A jovem também conta que o apoio da família não veio no início e que através de incentivos e políticas públicas, como o Prouni, programa que garante bolsas parciais ou integrais em universidades privadas para estudantes com baixa renda, que foi possível chegar na universidade e trabalhar com o que gosta.

“Quando decidi que gostaria de trabalhar com audiovisual, de primeira meus pais não quiseram me apoiar, pois para eles não era uma área rentável. Sinto que o que posso considerar apoio é o Prouni que me possibilitou a formação em Produção Audiovisual”,

conta Gabriela, que também revela pensar mais alto para o futuro, pois segundo ela, o mercado de trabalho continua restrito

Gabriela em home office. Foto: Mateus Fernandes

Atualmente Gabriela trabalha em uma empresa independente e pretende continuar na área. “Hoje minha expectativa e vontade é continuar editando, chegar num patamar e num lugar que as pessoas confiem nas minhas ideias, se destacar a ponto de ter mais liberdade criativa”, diz.

A jovem conta que a empresa que trabalha fornece computador, e que de equipamento pessoal tem um headphone e um notebook que comprou com o dinheiro que juntou do seu primeiro salário. Segundo ela, os equipamentos são suficientes para trabalhos não tão grandes, mas enfrenta dificuldade quando precisa trabalhar com arquivos muito pesados.

“O que eu sinto falta hoje para trabalhar sem dúvidas seria um computador mais potente e acho essencial para quem trabalha sentado em frente a uma tela o dia todo uma boa cadeira, um monitor grande e de boa qualidade e um espaço específico para trabalhar. Com o salário que a gente recebe, tendo que pagar contas, fica insustentável, sabe? Se endividar para comprar um equipamento melhor”,

afiram Gabriela.

Diferente de Gabriela, Igor Vasco, 21, trabalha como freelancer e tem uma perspectiva de incertezas para o futuro na área.

Igor Vasco nasceu e mora até hoje na cidade de Francisco Morato, também na região metropolitana de São Paulo, e estudou técnico em Produção Audiovisual. Hoje ele trabalha com edição e fotografia de maneira freelancer e além disso, participa de uma produtora independente, focada na produção de videoclipes musicais, a ProdPa.

Igor Vasco editando no seu notebook, no CCSP – Centro Cultural São Paulo . Foto: Mateus Fernandes.

O jovem conta que começou a editar no seu notebook, mas devido às limitações do aparelho, precisou comprar um computador melhor com seu próprio salário dos primeiros meses de emprego.

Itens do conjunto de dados
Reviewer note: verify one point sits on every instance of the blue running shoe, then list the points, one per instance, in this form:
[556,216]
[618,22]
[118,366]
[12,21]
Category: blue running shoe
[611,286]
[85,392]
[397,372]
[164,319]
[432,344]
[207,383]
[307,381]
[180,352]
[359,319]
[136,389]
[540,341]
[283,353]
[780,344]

--

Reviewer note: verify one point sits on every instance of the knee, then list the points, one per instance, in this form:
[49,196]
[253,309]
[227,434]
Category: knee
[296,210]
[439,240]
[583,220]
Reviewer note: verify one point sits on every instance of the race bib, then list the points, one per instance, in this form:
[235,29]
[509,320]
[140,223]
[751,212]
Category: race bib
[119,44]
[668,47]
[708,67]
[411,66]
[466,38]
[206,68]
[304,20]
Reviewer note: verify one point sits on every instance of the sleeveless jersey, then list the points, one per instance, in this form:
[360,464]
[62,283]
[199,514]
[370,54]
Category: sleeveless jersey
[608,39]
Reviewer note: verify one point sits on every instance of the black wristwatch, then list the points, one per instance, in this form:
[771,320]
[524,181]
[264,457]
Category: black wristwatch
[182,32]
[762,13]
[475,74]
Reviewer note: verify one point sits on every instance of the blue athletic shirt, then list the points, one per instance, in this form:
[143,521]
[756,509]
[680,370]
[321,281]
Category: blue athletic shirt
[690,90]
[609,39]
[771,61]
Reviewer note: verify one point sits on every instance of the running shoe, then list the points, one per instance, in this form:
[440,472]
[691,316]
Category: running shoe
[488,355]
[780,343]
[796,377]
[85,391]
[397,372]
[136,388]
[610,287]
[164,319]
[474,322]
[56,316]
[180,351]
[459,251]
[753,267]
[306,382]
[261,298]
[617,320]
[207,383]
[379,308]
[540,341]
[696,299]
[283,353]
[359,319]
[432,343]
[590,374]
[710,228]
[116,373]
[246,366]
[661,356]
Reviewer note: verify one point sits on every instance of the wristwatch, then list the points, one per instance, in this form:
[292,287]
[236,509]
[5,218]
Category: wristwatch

Atividade A:
Responda com base no texto sobre jovens do audiovisual:
(i) Qual programa possibilitou a formação de Gabriela em Produção Audiovisual?
(ii) Com que dinheiro Gabriela comprou o notebook que usa?
(iii) Em que cidade Igor Vasco nasceu e mora até hoje?
Atividade B: Transcreva o trecho do texto sobre jovens do audiovisual que começa em "A jovem conta" e termina em "afiram Gabriela.".
Atividade C: Dê sequência ao texto sobre jovens do audiovisual, partindo da última frase apresentada.

Resposta A:
(i) O Prouni.
(ii) Com o dinheiro que juntou do seu primeiro salário.
(iii) Em Francisco Morato.

Resposta B:
A jovem conta que a empresa que trabalha fornece computador, e que de equipamento pessoal tem um headphone e um notebook que comprou com o dinheiro que juntou do seu primeiro salário. Segundo ela, os equipamentos são suficientes para trabalhos não tão grandes, mas enfrenta dificuldade quando precisa trabalhar com arquivos muito pesados.

“O que eu sinto falta hoje para trabalhar sem dúvidas seria um computador mais potente e acho essencial para quem trabalha sentado em frente a uma tela o dia todo uma boa cadeira, um monitor grande e de boa qualidade e um espaço específico para trabalhar. Com o salário que a gente recebe, tendo que pagar contas, fica insustentável, sabe? Se endividar para comprar um equipamento melhor”,

afiram Gabriela.

Resposta C:
“Acho que umas das coisas que fez eu conseguir o trabalho foi justamente eu ter o computador que suportasse, porque senão nem conseguia. E aí ao longo do trabalho eu fui juntando dinheiro porque eu passava muito sufoco com esse notebook”,

conta Igor

Sobre suas expectativas com o mercado de trabalho, Igor aponta diversas incertezas: “Acho que tudo vai depender do que acontecer no ano que vem, é bem nebuloso. Então acho que tem duas perspectivas: ou o Bolsonaro vai cair e aí com o tempo as coisas vão voltar ao normal ou ele vai continuar e talvez faça a gente da área audiovisual sejamos bastante prejudicados”, analisa Igor.

Igor possui 21 anos e atualmente trabalha no formato freelancer.

Uma das experiências em direção do jovem foi com o curta “Goma”, dirigido por Igor como trabalho de conclusão do seu curso e que foi feito por estudantes de maneira totalmente independente. O curta conta as dificuldades de um artista negro e gay dentro do ambiente das batalhas de rima. Atualmente, o curta concorre a festivais e ganhou menção honrosa em Atlanta, nos Estados Unidos.

Apesar da aprovação internacional, Igor relata que aqui na região sudeste o filme foi aprovado somente em um festival. Há uma crescente ideologia de impedir a exibição, distribuição e divulgação de projetos com a temática como “Goma”. Em agosto de 2019, a Ancine suspendeu um edital para séries que seriam exibidas na TV pública, cujos projetos pré-selecionados incluíam temáticas raciais e LGBTs. 

Foto dos bastidores de “Goma”, em que Igor atuou como diretor. Foto: Arquivo Pessoal.

Para um mercado audiovisual mais fortalecido, também é preciso pensar e fomentar ações e profissionais que estão nas periferias, o que pode significar mais empregos na área e menos desemprego no país, contribuindo com milhares de pessoas, como Raul, Gabriela e Igor.